**Problem details**
Reproduce, word for word, the portion of the movie review that opens with the words containing "Let’s start with" and closes with "to some degree.".
Source passage below:
American Fiction – True/False?

4  Stars/4

For a movie experience of hilarity and pathos and a screwy, if not accurate, peek into the book publishing (and media) industry, I highly recommend “American Fiction.”  This is writer and producer Cord Jefferson’s directing debut and he got the tone and characters just right.  Based on Percival Everett’s novel Erased, this film examines the inane stereotypes our contemporary culture imposes on most of us.  In many cases it’s like pounding a square peg into a round hole – with enough muscle, it can be done – even if it doesn’t look right.

Let’s start with the star of this trope – Thelonious “Monk” Ellison (Jeffrey Wright), borrowed from the iconic black American jazz pianist and composer.  Our Monk is a sophisticated novelist of some renown whose writings, however diverse the subjects, have been glossed over and left him classified on book shelves as an “African-American writer.”  Monk comes from an upper middle class black family whose dad was a physician and whose two siblings have followed in their dad’s footsteps, to some degree.
End of Source passage.
Extracted entries below:
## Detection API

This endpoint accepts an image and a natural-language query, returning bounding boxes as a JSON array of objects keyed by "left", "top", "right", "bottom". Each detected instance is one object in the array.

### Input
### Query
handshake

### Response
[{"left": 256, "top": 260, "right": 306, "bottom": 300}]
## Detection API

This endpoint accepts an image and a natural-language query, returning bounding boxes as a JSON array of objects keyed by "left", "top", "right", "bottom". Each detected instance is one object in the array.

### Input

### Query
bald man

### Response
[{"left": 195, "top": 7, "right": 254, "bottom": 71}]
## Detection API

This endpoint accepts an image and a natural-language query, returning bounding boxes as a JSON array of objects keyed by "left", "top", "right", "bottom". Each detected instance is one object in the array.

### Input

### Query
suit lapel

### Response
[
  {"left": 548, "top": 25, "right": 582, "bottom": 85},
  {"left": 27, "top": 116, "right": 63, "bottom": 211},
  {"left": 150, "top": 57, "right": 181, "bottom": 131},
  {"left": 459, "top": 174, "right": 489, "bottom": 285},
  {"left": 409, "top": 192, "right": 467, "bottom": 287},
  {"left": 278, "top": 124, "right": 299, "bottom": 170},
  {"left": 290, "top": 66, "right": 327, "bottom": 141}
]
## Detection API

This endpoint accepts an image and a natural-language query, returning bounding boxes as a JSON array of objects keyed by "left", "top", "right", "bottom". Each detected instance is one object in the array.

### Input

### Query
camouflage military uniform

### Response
End of Extracted entries.
**Written reply**
Let’s start with the star of this trope – Thelonious “Monk” Ellison (Jeffrey Wright), borrowed from the iconic black American jazz pianist and composer.  Our Monk is a sophisticated novelist of some renown whose writings, however diverse the subjects, have been glossed over and left him classified on book shelves as an “African-American writer.”  Monk comes from an upper middle class black family whose dad was a physician and whose two siblings have followed in their dad’s footsteps, to some degree.